▶ **Your goal**
Rewrite the records below, substituting "a single point" for every occurrence of "one pin" and leaving everything else unchanged.

begin Material supplied

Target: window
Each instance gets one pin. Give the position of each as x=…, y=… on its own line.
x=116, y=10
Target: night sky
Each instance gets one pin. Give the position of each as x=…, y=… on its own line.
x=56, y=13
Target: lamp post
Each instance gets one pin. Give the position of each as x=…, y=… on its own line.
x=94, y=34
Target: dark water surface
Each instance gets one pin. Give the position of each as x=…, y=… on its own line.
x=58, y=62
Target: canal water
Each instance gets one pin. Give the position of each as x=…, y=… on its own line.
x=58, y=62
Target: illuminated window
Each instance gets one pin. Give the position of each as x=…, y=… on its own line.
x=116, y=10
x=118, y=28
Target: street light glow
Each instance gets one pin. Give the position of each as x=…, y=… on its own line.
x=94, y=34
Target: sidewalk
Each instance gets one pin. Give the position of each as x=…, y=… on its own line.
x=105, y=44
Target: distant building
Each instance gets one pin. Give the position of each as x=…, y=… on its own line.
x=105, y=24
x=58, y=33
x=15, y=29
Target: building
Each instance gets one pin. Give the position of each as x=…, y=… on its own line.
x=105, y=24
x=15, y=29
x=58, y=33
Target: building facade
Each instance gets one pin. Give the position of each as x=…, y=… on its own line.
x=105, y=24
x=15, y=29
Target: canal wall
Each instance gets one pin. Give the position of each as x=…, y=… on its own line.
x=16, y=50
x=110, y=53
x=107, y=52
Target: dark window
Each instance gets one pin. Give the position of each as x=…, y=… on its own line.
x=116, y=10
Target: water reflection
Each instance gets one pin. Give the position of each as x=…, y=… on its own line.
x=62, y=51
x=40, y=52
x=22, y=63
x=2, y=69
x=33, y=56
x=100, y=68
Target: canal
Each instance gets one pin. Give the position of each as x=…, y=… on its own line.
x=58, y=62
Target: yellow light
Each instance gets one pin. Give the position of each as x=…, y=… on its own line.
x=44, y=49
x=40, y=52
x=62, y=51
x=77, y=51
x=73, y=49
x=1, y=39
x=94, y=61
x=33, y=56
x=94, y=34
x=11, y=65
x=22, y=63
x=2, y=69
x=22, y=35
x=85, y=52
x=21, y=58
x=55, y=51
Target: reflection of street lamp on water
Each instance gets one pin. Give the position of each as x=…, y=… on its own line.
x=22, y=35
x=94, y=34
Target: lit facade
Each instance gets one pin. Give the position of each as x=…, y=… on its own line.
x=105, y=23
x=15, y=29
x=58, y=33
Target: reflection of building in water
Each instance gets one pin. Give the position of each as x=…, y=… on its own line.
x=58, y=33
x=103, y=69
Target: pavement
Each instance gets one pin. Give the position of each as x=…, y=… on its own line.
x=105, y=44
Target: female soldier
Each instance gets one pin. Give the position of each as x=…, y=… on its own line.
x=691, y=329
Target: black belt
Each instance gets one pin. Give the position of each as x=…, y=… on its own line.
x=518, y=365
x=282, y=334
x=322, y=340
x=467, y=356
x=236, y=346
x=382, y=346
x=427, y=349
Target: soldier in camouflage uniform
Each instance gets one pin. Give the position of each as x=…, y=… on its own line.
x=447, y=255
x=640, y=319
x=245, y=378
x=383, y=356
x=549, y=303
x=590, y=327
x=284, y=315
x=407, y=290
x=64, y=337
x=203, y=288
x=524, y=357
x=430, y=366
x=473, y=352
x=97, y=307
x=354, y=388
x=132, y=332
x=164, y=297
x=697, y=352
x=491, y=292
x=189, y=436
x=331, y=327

end Material supplied

▶ **Written answer**
Target: window
Each instance gets a single point. Give the position of each as x=…, y=… on its own line.
x=116, y=10
Target: night sky
Each instance gets a single point. Give the position of each as x=…, y=… on its own line.
x=56, y=13
Target: lamp post
Each instance gets a single point. Give the position of each as x=…, y=… on its own line.
x=94, y=34
Target: dark water surface
Each instance gets a single point. Give the position of each as x=…, y=… on its own line.
x=58, y=62
Target: canal water
Each instance gets a single point. Give the position of each as x=…, y=… on its own line.
x=58, y=62
Target: illuminated window
Each instance gets a single point. Give the position of each as x=…, y=… on its own line.
x=116, y=10
x=118, y=28
Target: street light glow
Each instance gets a single point. Give the position of each as x=…, y=… on its own line.
x=94, y=34
Target: sidewalk
Each instance gets a single point. Give the position of each as x=…, y=… on its own line.
x=105, y=44
Target: distant building
Each instance gets a single point. Give the position of each as x=…, y=… on its own line.
x=105, y=24
x=58, y=33
x=15, y=29
Target: building
Each instance gets a single point. Give the position of each as x=…, y=… on its own line.
x=105, y=24
x=15, y=29
x=58, y=33
Target: building facade
Each instance gets a single point. Give the position of each as x=…, y=… on its own line.
x=105, y=24
x=15, y=29
Target: canal wall
Each instance gets a single point. Give the position of each as x=…, y=… on its own line.
x=16, y=50
x=110, y=53
x=107, y=52
Target: dark window
Each instance gets a single point. Give the position of each as x=…, y=… on its own line.
x=116, y=10
Target: water reflection
Each instance gets a single point. Give the position of each as x=…, y=… on its own line.
x=62, y=51
x=40, y=52
x=22, y=63
x=2, y=69
x=33, y=56
x=100, y=68
Target: canal
Each instance gets a single point. Give the position of each as x=…, y=… on its own line.
x=58, y=62
Target: yellow light
Each instance gets a single point. Give the position of each as x=…, y=… on its own line.
x=44, y=49
x=40, y=52
x=62, y=51
x=77, y=51
x=73, y=49
x=1, y=39
x=94, y=61
x=33, y=56
x=94, y=34
x=11, y=65
x=22, y=63
x=2, y=69
x=22, y=35
x=85, y=52
x=21, y=58
x=55, y=51
Target: reflection of street lamp on water
Each instance gets a single point. Give the position of each as x=…, y=… on its own line.
x=22, y=35
x=94, y=34
Target: lit facade
Each instance gets a single point. Give the position of each as x=…, y=… on its own line.
x=105, y=23
x=15, y=29
x=58, y=33
Target: reflection of building in water
Each instance gets a single point. Give the position of each as x=…, y=… on its own line.
x=58, y=33
x=103, y=69
Target: pavement
Each instance gets a single point. Give the position of each as x=…, y=… on its own line.
x=105, y=44
Target: female soldier
Each instance gets a single point. Give the position of each as x=…, y=… on its own line.
x=691, y=329
Target: black belt
Each instance gets a single point. Give the position of each as x=…, y=… on its own line.
x=518, y=365
x=282, y=334
x=322, y=340
x=467, y=356
x=236, y=346
x=382, y=346
x=427, y=349
Target: soldier in camouflage uniform
Each instance gets a single point. Give the position of each as x=…, y=… on its own line.
x=447, y=255
x=640, y=319
x=245, y=378
x=383, y=356
x=549, y=303
x=590, y=327
x=284, y=315
x=407, y=290
x=64, y=337
x=203, y=288
x=524, y=357
x=430, y=366
x=473, y=352
x=97, y=307
x=354, y=388
x=132, y=332
x=164, y=297
x=697, y=352
x=491, y=292
x=189, y=436
x=331, y=327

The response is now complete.